### PROBLEM
Reproduce the listing word for word, leaving every picture behind.

### STORED RECORDS
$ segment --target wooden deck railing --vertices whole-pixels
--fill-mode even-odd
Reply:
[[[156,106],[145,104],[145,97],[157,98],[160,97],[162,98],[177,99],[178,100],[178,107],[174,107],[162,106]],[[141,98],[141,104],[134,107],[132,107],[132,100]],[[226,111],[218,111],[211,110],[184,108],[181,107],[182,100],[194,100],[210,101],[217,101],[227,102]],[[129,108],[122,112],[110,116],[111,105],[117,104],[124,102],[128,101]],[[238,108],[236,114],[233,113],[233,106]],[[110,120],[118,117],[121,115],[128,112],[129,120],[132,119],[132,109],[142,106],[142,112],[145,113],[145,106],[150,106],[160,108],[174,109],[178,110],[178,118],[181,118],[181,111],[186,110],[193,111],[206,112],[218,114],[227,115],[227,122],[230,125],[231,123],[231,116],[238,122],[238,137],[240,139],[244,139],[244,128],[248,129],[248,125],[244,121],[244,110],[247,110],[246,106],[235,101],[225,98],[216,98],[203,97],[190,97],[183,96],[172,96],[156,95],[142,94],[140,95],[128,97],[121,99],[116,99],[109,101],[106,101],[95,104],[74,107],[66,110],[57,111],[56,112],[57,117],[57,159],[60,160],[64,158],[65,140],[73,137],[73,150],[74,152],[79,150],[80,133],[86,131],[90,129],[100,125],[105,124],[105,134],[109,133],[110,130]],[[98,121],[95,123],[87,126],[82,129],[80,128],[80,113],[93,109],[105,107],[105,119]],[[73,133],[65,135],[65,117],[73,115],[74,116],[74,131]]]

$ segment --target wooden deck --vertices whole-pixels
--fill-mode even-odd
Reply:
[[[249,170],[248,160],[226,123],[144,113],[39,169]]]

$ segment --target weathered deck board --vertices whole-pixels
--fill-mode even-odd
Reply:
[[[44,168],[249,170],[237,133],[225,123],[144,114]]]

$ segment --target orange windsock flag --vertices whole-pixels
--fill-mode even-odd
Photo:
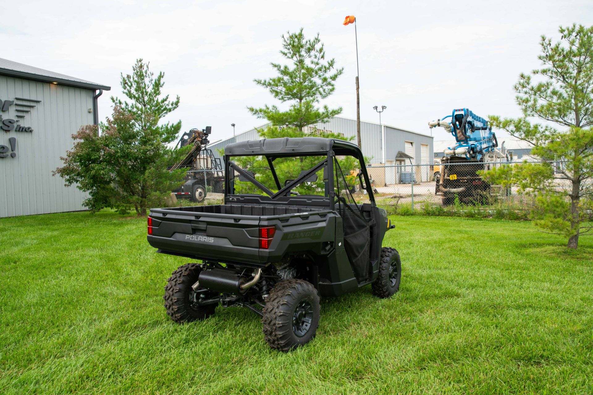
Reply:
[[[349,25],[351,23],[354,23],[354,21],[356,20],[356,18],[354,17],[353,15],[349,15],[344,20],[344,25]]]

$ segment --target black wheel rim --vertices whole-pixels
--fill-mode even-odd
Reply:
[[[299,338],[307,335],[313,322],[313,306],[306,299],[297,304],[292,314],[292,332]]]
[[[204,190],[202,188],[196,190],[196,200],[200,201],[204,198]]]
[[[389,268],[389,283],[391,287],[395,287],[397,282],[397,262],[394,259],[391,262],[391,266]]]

### OUTPUT FOR THIS TASK
$ segment --target wooden deck railing --vertices whole-pixels
--fill-mode even-odd
Reply:
[[[156,106],[145,104],[145,97],[157,98],[160,97],[162,98],[177,99],[178,100],[178,107],[174,107],[162,106]],[[141,98],[141,104],[134,107],[132,107],[132,100]],[[226,111],[218,111],[211,110],[184,108],[181,107],[182,100],[194,100],[210,101],[217,101],[227,102]],[[129,108],[122,112],[110,116],[111,105],[117,104],[124,102],[128,101]],[[238,108],[236,114],[233,113],[233,106]],[[110,120],[118,117],[121,115],[128,112],[129,120],[132,119],[132,109],[142,106],[142,112],[145,113],[145,106],[150,106],[160,108],[174,109],[178,110],[178,118],[181,118],[181,111],[186,110],[193,111],[206,112],[218,114],[227,115],[227,122],[230,125],[231,123],[231,116],[238,122],[238,137],[240,139],[244,139],[244,128],[248,129],[248,125],[244,121],[244,110],[247,110],[246,106],[235,101],[225,98],[216,98],[203,97],[190,97],[183,96],[172,96],[156,95],[142,94],[140,95],[128,97],[121,99],[116,99],[109,101],[106,101],[95,104],[74,107],[66,110],[57,111],[56,112],[57,117],[57,159],[60,160],[64,158],[65,140],[73,137],[73,150],[74,152],[79,150],[80,133],[86,131],[90,129],[100,125],[105,124],[105,134],[109,133],[110,130]],[[98,121],[95,123],[87,126],[82,129],[80,128],[80,113],[93,109],[105,107],[105,119]],[[73,133],[65,135],[65,117],[73,115],[74,116],[74,131]]]

$ segment --target wooden deck --vertices whole-pixels
--fill-mode even-odd
Reply:
[[[249,170],[248,160],[226,123],[144,113],[39,169]]]

$ segment --target weathered deck board --vertices whole-pixels
--fill-mode even-odd
Reply:
[[[44,168],[249,170],[237,133],[225,123],[144,114]]]

$ segment --target orange windsock flag --vertices whole-pixels
--fill-mode even-odd
Photo:
Reply:
[[[349,25],[351,23],[354,23],[354,21],[356,20],[356,18],[354,17],[353,15],[349,15],[344,20],[344,25]]]

$ segment --target black wheel rim --vertices whole-pixels
--fill-mode even-odd
Reply:
[[[299,338],[307,335],[313,322],[313,306],[306,299],[297,304],[292,314],[292,332]]]
[[[204,190],[202,188],[196,190],[196,200],[200,201],[204,198]]]
[[[389,268],[389,283],[391,287],[395,287],[397,282],[397,262],[394,259],[391,262],[391,266]]]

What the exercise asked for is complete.